▶ **Dataset records**:
————————
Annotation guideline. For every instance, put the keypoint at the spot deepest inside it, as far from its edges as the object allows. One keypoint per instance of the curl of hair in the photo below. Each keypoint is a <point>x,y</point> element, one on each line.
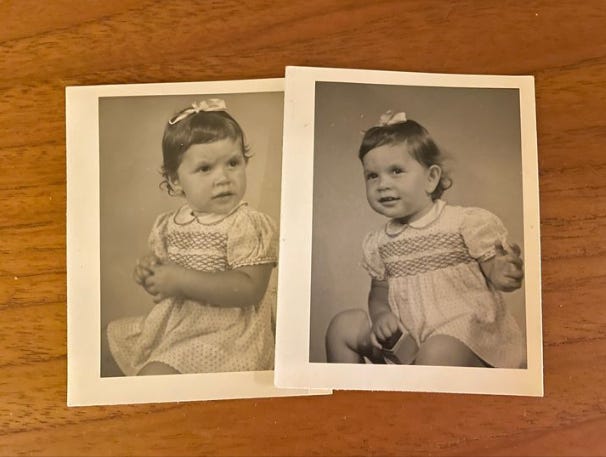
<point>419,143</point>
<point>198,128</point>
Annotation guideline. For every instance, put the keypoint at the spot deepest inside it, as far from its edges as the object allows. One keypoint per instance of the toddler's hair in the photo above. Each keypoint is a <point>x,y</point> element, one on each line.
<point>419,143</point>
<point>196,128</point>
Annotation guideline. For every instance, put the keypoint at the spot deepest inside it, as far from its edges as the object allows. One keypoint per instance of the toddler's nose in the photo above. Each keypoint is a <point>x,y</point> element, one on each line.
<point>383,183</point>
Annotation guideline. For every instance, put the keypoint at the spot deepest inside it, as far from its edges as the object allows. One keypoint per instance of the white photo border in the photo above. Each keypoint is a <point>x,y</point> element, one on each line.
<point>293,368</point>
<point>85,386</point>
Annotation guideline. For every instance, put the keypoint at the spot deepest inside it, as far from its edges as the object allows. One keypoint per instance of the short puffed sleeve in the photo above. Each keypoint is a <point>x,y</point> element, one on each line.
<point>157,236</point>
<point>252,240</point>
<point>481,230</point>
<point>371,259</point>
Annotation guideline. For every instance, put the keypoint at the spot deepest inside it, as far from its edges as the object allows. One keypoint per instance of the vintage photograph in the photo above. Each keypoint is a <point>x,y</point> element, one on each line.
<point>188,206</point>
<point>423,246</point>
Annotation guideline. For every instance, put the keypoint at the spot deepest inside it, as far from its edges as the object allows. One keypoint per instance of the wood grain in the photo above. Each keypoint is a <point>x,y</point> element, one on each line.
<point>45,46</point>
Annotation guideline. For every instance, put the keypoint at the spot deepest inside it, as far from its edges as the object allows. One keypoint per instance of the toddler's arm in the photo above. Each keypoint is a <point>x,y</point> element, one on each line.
————————
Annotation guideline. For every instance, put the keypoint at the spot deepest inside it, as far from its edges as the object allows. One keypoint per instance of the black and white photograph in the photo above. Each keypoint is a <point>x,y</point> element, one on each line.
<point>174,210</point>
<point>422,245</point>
————————
▶ **What you need to do**:
Reproduce exactly the lines above from the line with "of the wood" to the line with "the toddler's arm", including both, and add nothing.

▶ **Output of the task**:
Annotation guideline. For every instance, put the keypoint at the spot deepest inside it, as far from its edges as the object allows. One keypoint per instance of the wood grain in the photo above. Each keypoint is a <point>x,y</point> element, one on each line.
<point>45,46</point>
Annotation guideline. For every instance, put the keypoint at the spot deepest inside it, as far from its edges as the object allows. One keypoint per instance of the toddler's arm in the photo above. Each keypoint is a <point>x,y</point> element, one on each line.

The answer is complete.